Une équipe toulousaine, spécialiste du rôle des vaisseaux sanguins dans les tumeurs, vient de permettre une avancée majeure dans la lutte contre le cancer. En collaboration avec l’université Rockefeller de New-York, elle montre comment améliorer l’efficacité de l’immunothérapie. L’espoir est grand pour les patients.
Dans l’histoire des traitements contre le cancer, l’immunothérapie a marqué un tournant. En activant des lymphocytes pour détruire les tumeurs, elle a permis à des patients de survivre alors que leur maladie était incurable. Les résultats sont spectaculaires, notamment dans le mélanome et le cancer du poumon. Pourtant, l’immunothérapie échoue encore chez de nombreux patients et types de cancers : pourquoi cette disparité ?

__Activité__
Reprenez le texte sur l'immunothérapie entre « Une équipe toulousaine, spécialiste » et « pour les patients. » inclus, en remplaçant « toulousaine » par « lyonnaise ».

__Données sources__
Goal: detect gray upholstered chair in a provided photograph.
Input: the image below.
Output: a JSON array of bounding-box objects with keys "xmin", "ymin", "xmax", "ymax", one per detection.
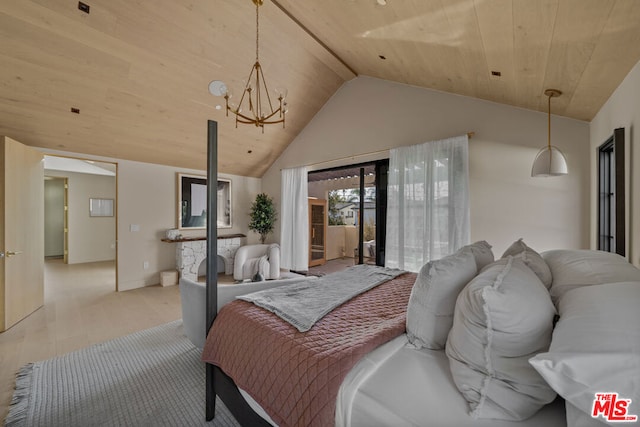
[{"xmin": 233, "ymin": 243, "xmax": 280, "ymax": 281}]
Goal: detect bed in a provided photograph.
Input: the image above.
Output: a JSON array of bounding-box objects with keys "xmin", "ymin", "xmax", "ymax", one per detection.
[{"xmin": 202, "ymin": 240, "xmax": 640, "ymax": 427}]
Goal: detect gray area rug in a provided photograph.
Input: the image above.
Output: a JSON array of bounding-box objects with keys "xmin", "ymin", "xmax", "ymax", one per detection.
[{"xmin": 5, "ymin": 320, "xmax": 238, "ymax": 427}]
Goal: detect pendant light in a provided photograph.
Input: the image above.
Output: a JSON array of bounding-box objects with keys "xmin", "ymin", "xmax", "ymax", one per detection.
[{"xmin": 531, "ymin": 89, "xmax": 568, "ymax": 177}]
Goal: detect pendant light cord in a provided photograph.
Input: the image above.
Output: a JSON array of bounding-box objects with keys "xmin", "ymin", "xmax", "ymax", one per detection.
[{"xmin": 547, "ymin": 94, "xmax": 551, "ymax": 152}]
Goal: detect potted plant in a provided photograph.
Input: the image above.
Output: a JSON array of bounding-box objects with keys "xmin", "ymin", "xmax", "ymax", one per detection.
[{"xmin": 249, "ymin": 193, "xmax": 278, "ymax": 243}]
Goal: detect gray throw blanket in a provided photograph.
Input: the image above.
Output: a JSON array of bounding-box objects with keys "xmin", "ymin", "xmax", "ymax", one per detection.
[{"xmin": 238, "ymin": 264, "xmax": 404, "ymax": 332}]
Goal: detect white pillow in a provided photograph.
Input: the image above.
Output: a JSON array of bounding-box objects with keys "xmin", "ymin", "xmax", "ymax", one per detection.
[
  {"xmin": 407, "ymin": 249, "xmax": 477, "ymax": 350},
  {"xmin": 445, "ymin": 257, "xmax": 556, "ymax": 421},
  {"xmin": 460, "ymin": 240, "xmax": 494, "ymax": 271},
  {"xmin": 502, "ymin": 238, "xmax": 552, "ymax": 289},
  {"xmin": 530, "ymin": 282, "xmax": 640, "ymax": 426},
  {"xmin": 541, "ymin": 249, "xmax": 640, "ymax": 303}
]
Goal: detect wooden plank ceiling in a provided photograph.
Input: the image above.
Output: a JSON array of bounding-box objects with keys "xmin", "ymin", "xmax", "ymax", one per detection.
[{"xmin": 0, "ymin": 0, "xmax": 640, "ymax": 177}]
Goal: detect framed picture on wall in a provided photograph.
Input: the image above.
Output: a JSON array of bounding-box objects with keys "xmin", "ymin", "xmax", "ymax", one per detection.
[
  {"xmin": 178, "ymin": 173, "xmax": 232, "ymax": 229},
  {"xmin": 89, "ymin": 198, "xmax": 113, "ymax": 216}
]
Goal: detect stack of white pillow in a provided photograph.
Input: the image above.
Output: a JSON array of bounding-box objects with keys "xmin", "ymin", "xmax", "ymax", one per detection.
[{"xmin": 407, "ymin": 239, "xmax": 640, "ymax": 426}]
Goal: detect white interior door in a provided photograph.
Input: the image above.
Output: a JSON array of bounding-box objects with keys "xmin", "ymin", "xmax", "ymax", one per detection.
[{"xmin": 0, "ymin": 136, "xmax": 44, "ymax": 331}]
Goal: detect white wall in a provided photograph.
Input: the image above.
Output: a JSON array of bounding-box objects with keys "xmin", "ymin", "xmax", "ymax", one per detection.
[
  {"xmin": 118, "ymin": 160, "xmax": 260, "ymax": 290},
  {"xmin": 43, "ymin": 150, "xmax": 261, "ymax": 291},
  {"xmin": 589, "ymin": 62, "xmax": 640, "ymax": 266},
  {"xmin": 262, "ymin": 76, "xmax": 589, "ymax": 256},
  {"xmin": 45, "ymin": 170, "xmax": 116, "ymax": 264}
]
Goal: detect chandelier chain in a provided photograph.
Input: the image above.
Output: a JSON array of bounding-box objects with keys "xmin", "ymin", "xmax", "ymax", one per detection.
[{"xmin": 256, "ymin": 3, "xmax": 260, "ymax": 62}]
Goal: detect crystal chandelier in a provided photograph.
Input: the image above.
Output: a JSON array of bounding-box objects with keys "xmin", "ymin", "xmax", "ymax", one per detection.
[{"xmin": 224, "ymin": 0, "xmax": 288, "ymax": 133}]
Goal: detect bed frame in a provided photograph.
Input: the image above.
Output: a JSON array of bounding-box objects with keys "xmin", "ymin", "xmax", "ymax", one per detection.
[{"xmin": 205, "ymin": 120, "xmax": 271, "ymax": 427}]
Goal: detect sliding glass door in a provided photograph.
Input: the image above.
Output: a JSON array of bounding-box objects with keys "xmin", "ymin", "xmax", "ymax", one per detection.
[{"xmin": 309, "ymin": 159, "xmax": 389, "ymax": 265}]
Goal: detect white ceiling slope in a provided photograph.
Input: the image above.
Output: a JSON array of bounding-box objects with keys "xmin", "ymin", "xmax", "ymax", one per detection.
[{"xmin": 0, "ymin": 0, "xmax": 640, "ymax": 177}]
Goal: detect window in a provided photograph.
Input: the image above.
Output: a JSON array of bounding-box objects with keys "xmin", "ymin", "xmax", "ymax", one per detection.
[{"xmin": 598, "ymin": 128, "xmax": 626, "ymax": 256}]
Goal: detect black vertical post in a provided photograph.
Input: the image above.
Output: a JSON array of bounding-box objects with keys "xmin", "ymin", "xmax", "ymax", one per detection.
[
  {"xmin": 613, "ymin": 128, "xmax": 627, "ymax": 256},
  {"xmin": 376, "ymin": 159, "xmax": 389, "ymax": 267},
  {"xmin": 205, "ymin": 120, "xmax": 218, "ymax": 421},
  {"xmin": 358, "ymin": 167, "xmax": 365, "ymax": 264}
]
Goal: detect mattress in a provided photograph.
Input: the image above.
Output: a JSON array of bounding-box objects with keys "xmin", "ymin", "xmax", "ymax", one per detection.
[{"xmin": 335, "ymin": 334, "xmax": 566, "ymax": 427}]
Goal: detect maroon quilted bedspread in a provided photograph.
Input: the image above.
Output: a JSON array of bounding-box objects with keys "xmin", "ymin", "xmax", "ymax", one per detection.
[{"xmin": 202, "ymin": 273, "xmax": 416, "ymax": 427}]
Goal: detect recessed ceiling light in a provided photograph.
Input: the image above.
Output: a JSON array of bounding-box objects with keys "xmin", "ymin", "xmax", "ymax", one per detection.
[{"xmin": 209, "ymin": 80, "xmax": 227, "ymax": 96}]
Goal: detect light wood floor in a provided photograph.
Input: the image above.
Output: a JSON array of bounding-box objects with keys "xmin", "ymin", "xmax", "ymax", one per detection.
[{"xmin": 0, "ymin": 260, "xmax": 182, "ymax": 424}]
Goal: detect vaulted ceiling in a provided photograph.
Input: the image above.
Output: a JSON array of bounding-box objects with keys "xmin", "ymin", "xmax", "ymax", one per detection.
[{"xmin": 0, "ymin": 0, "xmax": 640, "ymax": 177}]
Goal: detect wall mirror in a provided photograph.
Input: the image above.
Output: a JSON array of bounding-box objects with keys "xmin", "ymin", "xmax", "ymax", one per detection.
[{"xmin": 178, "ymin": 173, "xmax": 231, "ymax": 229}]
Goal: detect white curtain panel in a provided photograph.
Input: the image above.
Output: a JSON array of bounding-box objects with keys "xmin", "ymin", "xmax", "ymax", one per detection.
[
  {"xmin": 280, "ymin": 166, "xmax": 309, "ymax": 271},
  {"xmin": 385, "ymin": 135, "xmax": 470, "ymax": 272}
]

* * *

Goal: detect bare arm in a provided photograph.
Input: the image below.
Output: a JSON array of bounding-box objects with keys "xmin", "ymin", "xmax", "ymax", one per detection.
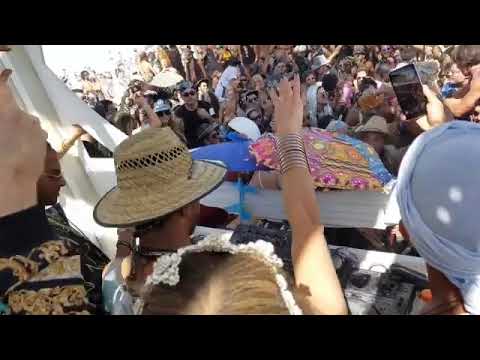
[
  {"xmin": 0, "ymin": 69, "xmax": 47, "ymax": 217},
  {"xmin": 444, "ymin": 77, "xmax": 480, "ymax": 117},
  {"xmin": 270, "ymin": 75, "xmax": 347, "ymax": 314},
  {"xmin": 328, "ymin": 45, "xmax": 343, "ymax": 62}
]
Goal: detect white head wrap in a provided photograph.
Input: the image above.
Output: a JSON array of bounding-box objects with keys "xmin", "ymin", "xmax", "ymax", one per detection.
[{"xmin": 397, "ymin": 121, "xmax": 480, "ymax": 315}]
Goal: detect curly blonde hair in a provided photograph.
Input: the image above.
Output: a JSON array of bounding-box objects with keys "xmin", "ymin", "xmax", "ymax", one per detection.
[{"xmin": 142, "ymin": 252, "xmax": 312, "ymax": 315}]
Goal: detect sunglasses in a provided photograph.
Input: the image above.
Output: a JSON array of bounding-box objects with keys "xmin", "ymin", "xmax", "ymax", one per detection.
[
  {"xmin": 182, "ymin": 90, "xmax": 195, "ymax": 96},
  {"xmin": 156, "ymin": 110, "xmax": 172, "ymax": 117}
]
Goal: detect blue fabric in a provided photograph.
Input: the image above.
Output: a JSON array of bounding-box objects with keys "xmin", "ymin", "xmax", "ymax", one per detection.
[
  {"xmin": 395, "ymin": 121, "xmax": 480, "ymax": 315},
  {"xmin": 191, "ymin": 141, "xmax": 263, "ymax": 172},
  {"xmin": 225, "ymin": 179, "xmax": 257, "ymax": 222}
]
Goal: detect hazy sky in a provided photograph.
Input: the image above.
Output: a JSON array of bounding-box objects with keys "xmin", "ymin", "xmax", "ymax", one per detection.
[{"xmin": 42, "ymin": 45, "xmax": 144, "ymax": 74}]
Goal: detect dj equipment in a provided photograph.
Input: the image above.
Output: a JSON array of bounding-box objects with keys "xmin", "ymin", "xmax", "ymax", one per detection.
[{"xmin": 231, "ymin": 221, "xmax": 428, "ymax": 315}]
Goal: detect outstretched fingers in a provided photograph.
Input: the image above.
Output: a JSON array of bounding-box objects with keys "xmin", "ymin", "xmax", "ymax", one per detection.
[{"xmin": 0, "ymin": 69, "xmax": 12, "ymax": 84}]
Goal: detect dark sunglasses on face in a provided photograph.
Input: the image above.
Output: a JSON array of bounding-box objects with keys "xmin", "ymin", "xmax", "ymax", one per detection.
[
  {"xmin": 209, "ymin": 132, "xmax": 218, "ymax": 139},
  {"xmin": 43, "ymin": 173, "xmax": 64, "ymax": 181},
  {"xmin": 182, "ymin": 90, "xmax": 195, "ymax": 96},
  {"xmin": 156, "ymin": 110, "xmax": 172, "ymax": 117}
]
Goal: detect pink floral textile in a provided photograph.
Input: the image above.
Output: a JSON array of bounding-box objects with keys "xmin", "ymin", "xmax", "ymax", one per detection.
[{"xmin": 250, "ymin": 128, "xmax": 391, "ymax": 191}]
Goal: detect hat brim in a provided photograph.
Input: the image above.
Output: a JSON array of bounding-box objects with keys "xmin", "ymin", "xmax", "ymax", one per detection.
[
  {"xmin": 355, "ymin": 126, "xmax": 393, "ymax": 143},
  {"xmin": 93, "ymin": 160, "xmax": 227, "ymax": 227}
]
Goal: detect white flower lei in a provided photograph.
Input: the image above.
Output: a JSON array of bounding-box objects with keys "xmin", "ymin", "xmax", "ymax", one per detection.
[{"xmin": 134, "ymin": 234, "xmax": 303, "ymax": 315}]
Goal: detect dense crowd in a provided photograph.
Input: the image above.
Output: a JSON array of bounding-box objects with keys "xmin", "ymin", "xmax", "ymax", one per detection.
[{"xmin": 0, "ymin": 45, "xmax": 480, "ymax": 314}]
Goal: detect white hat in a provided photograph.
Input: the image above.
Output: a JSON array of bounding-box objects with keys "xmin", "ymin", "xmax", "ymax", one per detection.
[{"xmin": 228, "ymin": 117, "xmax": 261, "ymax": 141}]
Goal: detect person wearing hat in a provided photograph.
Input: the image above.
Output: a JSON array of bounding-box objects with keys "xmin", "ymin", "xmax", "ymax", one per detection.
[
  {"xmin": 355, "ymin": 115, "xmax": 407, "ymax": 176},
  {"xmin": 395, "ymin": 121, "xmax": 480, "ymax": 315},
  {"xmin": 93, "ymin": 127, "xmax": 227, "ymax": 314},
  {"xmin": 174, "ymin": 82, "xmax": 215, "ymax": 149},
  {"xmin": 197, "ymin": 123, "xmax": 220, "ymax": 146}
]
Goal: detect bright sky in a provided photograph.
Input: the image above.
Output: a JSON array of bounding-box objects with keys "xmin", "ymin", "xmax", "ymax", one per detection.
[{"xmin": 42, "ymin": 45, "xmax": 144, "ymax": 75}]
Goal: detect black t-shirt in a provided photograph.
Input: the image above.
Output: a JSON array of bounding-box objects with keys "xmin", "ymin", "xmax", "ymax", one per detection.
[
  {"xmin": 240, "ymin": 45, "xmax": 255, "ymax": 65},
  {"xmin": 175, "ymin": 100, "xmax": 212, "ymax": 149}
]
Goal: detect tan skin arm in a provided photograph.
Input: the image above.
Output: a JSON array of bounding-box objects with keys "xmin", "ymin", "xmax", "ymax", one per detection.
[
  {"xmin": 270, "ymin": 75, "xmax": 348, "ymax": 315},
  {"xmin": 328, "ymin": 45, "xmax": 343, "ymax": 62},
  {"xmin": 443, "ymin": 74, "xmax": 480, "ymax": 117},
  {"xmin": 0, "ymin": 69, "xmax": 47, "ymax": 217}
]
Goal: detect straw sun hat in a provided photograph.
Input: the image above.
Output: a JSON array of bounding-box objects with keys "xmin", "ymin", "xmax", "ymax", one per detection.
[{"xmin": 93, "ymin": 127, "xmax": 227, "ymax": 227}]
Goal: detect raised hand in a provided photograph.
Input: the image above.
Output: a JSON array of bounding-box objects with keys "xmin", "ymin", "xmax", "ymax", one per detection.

==

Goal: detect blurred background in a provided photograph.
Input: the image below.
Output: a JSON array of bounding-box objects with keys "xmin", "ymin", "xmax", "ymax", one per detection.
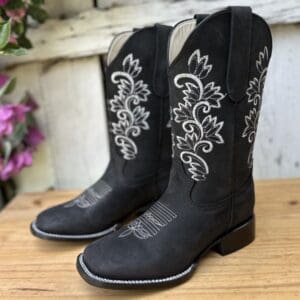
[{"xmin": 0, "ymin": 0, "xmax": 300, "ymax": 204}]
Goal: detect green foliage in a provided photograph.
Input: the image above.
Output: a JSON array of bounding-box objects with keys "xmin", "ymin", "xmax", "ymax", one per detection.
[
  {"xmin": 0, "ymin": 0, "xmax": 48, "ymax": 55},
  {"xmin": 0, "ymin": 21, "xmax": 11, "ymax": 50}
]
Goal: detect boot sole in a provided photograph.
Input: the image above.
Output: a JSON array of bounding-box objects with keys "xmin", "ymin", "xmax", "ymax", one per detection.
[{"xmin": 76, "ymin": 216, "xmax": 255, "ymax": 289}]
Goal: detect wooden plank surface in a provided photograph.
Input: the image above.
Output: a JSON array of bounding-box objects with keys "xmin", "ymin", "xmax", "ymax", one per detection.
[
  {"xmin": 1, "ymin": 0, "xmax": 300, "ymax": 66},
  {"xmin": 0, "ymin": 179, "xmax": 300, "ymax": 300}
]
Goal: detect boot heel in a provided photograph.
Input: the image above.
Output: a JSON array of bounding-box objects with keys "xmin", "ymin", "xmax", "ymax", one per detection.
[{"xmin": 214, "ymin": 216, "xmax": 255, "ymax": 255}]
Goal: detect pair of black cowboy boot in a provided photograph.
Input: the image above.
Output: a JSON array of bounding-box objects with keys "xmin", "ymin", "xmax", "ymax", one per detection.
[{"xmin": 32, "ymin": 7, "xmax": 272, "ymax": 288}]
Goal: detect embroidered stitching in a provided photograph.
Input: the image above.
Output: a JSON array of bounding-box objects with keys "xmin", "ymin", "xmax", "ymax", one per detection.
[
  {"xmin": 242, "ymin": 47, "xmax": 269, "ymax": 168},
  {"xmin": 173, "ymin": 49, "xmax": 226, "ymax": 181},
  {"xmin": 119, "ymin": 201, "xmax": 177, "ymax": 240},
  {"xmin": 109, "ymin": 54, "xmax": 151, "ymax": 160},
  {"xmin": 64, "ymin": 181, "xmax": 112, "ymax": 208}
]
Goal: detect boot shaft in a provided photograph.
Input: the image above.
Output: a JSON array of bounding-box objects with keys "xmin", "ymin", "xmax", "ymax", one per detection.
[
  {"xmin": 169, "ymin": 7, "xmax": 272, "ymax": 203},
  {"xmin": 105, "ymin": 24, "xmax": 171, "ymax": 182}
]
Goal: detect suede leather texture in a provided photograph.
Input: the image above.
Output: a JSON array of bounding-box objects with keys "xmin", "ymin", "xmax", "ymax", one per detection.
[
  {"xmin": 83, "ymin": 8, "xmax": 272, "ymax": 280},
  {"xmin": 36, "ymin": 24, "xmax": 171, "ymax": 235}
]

__Corrigé__
Une équipe lyonnaise, spécialiste du rôle des vaisseaux sanguins dans les tumeurs, vient de permettre une avancée majeure dans la lutte contre le cancer. En collaboration avec l’université Rockefeller de New-York, elle montre comment améliorer l’efficacité de l’immunothérapie. L’espoir est grand pour les patients.